Übungsaufgaben
(1) Entnehmen Sie dem Forenthread zur Steam-Meldung wortgetreu den Abschnitt von „Habt ihr das“ bis „Anspielung auf Portal.“.
(2) Führen Sie den Forenthread zur Steam-Meldung an der Stelle weiter, an der er aufhört.

# Steam Meldung



## JC88 (21. Oktober 2010)

Hallo,

ich hatte gestern die wunderbare Gelegenheit bei CoD MW2 im Multiplayer auf mehrere Cheater gleichzeitig zu treffen. Nach kurzer Recherche habe ich heraus gefunden wie man solche User per Steam melden kann, egal ob was dabei rum kommt oder nicht.

Habt ihr das schon mal gemacht? Ich fühlte mich von Steam leicht verar***

aber seht selbst...


----------



## Painkiller (21. Oktober 2010)

Klingt wie eine Anspielung auf Portal.

"The cake is a lie"


----------



## sipsap (21. Oktober 2010)

wie jut is das denn bitte?! xD


----------



## nulchking (22. Oktober 2010)

Krass, einfach nur geil


----------



## FrozenBoy (26. Oktober 2010)

Valve nimmt das sicherlich ernst und der Rat ist gut gemeint. Die haben einen Kuchenfetisch seit Portal! ^^


----------



## amdfreak (26. Oktober 2010)

Bereitgestellte Daten
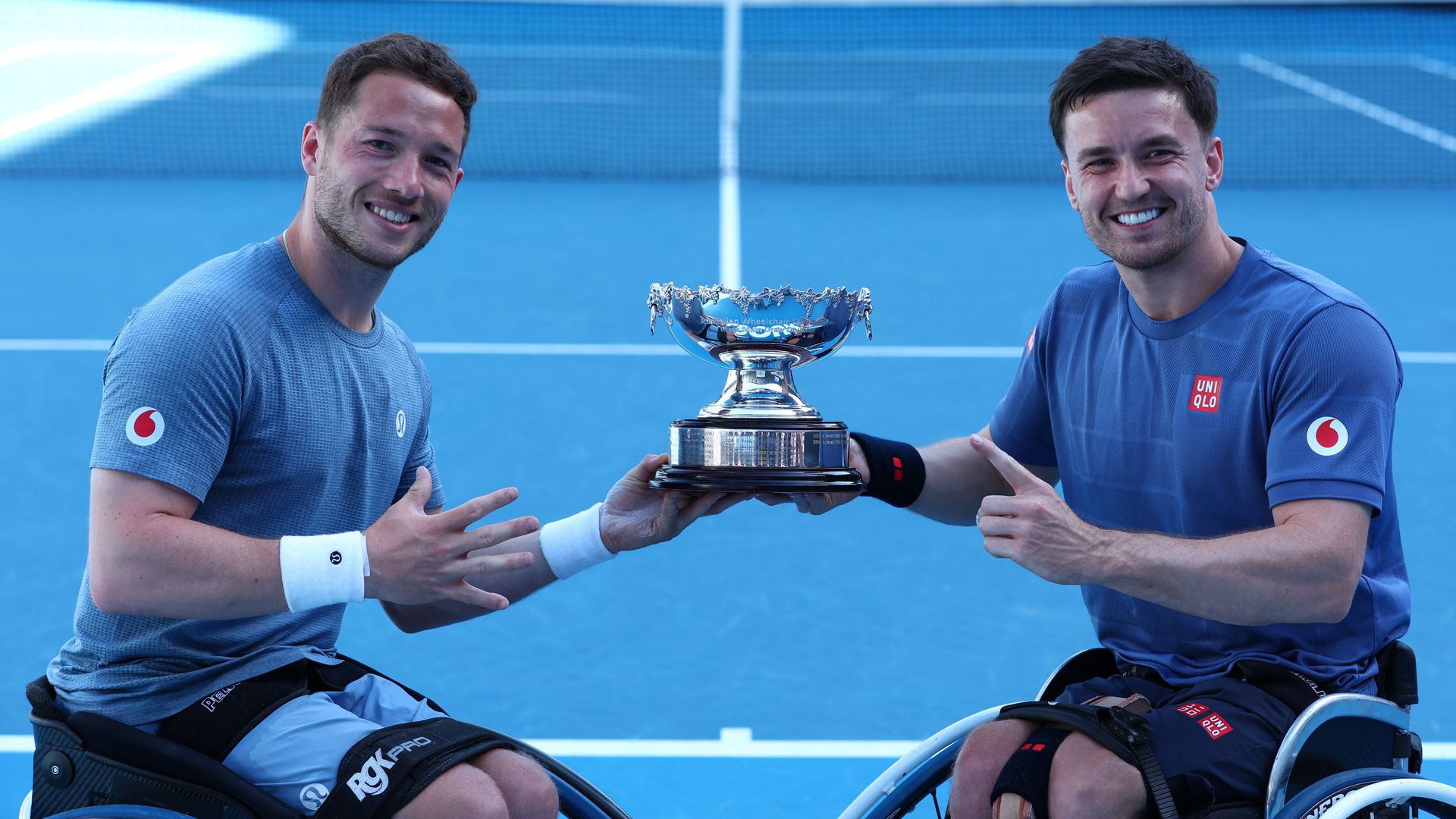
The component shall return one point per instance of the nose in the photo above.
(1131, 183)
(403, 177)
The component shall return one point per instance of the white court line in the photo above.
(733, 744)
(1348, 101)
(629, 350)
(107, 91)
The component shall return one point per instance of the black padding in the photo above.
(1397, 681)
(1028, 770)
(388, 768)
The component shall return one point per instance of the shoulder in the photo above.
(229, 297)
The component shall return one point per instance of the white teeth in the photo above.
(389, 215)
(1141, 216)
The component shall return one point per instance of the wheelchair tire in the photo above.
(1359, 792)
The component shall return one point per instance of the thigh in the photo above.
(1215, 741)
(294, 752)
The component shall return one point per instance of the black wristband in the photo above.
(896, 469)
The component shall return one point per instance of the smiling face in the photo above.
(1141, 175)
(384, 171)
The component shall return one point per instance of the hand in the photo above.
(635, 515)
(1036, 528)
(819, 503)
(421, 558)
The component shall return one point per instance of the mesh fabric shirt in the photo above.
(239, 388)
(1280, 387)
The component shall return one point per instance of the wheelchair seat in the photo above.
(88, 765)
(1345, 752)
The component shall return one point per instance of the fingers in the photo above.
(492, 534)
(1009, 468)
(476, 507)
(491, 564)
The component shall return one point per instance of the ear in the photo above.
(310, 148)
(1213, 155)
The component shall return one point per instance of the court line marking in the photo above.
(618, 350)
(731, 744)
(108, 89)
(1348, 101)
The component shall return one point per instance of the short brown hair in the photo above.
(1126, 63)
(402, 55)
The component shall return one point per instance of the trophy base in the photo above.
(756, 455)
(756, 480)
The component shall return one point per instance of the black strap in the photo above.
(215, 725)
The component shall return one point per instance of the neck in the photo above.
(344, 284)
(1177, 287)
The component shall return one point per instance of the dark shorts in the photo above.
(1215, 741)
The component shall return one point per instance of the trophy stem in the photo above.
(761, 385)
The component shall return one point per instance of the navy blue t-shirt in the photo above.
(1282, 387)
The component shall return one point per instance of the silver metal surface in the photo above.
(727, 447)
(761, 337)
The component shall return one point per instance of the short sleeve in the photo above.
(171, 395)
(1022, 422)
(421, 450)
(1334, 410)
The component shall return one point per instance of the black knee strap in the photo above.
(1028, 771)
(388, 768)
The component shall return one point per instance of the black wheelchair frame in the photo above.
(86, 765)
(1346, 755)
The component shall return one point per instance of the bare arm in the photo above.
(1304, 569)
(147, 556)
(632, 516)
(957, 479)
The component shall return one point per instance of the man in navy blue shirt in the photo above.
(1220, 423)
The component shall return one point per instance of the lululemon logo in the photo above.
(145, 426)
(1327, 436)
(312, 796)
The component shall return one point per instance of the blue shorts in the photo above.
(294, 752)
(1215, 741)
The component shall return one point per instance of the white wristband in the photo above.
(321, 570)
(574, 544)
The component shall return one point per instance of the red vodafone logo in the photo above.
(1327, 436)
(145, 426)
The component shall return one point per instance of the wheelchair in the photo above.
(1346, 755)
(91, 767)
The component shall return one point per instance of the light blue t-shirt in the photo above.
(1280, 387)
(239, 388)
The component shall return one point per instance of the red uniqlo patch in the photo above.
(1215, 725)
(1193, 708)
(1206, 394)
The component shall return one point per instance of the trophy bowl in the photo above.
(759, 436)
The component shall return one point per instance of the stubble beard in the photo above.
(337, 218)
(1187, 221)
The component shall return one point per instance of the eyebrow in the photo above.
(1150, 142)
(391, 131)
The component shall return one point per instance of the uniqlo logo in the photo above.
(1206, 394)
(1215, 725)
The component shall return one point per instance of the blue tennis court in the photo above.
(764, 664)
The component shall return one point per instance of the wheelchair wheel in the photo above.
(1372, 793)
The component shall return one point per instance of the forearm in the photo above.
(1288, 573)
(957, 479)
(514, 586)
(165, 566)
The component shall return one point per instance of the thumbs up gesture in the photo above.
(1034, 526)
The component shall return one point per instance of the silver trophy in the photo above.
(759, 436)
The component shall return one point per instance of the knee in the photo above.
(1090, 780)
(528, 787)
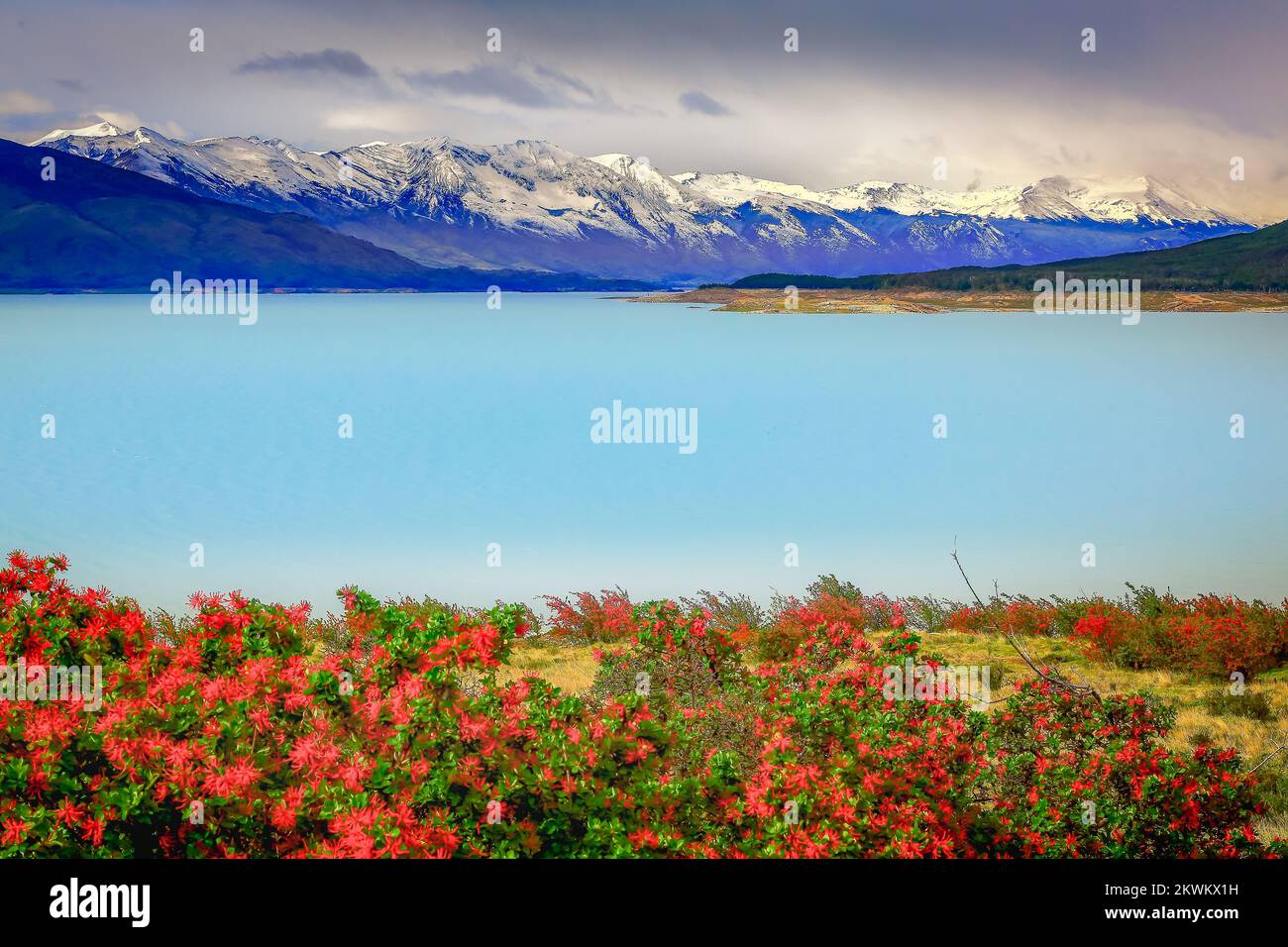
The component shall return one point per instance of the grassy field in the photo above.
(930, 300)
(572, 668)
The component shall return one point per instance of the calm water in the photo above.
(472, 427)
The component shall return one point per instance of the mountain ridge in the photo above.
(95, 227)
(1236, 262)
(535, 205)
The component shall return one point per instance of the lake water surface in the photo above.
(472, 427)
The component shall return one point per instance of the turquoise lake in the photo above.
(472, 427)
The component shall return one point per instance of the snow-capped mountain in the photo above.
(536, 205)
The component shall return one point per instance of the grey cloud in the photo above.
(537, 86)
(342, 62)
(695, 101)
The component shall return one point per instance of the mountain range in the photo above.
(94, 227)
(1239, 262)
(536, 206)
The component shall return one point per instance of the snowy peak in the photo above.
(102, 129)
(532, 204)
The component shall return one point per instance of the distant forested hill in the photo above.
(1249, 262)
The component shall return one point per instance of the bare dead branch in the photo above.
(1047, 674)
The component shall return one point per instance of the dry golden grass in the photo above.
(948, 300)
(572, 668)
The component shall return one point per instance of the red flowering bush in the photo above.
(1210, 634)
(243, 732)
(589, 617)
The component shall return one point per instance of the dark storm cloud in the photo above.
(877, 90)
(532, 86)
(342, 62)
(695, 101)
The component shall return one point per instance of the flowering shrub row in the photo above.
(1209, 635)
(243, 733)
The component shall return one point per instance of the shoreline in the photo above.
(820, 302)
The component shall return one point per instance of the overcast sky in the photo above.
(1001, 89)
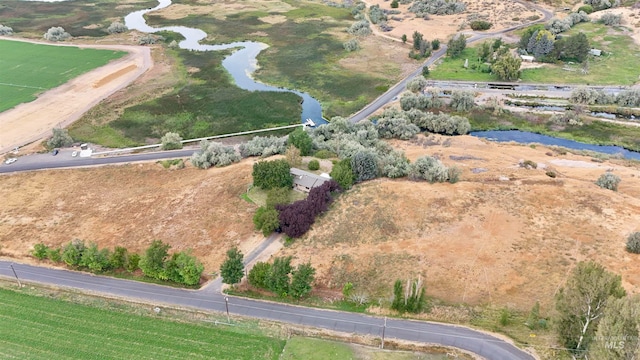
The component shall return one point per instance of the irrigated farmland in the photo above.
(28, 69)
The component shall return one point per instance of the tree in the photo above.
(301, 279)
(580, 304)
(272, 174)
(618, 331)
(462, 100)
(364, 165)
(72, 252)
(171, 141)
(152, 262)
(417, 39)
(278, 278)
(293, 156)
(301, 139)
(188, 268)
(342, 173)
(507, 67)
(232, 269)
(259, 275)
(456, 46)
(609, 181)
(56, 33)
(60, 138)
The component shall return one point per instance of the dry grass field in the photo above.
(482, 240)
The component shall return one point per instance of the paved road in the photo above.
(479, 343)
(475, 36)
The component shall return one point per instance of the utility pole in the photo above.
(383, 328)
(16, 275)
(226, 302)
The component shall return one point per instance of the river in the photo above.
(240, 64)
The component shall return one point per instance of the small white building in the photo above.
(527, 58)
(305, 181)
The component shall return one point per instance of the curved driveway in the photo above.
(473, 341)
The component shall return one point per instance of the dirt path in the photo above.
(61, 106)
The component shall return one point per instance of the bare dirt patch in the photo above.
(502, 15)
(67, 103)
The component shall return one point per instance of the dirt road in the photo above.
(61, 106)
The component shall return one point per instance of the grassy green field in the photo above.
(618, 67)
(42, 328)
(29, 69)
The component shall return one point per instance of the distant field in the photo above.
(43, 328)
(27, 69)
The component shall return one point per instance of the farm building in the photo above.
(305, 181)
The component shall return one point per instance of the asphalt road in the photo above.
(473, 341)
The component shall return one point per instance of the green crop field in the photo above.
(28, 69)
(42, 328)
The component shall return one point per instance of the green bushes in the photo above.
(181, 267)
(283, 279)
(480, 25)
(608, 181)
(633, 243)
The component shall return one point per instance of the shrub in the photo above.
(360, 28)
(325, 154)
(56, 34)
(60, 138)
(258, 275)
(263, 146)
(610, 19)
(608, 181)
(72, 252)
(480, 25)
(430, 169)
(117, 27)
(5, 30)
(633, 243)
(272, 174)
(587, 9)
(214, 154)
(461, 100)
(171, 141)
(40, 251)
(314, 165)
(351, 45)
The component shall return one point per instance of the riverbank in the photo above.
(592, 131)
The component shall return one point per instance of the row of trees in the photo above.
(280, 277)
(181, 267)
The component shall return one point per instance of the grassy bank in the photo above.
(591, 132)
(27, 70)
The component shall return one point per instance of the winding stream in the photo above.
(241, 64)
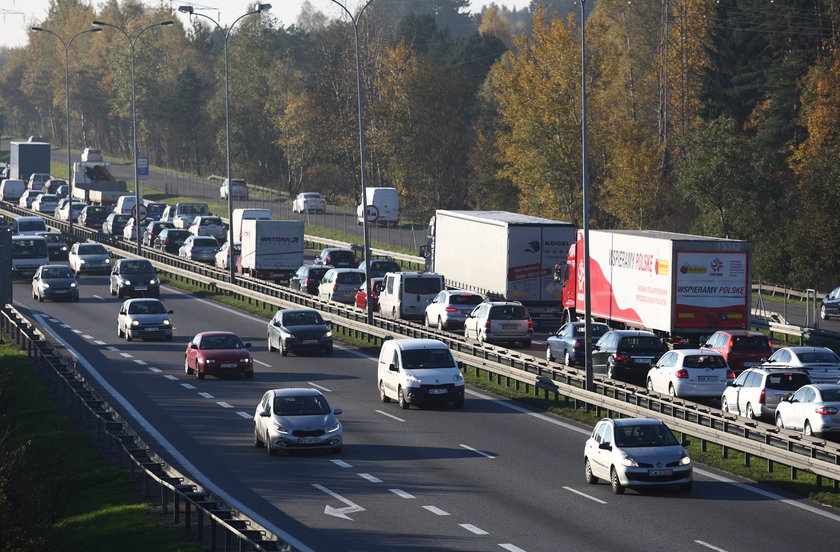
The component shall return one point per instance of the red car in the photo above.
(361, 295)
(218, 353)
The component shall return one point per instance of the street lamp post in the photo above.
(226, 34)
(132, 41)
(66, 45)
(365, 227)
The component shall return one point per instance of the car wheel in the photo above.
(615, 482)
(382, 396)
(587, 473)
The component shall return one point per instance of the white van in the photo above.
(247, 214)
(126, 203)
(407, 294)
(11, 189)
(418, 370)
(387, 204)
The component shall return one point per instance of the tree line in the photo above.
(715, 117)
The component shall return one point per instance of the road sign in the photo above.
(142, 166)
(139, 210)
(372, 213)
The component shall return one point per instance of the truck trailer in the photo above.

Die Lösungen
(1)
Habt ihr das schon mal gemacht? Ich fühlte mich von Steam leicht verar***

aber seht selbst...


----------



## Painkiller (21. Oktober 2010)

Klingt wie eine Anspielung auf Portal.

(2)
Wahnsinn xD !


----------



## Speedguru (26. Oktober 2010)

HAHA! Wie geil! Denke aber, dass sie das ernst nehmen


----------



## Rocksteak (26. Oktober 2010)

Ich hab auch sofort an Portal gedacht xD "Nach diesem Level, gibt es Kuchen!"


----------



## JC88 (26. Oktober 2010)

vlt sollte ich Portal mal anspielen...Kuchen gefällt xD


----------



## Chris0974 (31. Oktober 2010)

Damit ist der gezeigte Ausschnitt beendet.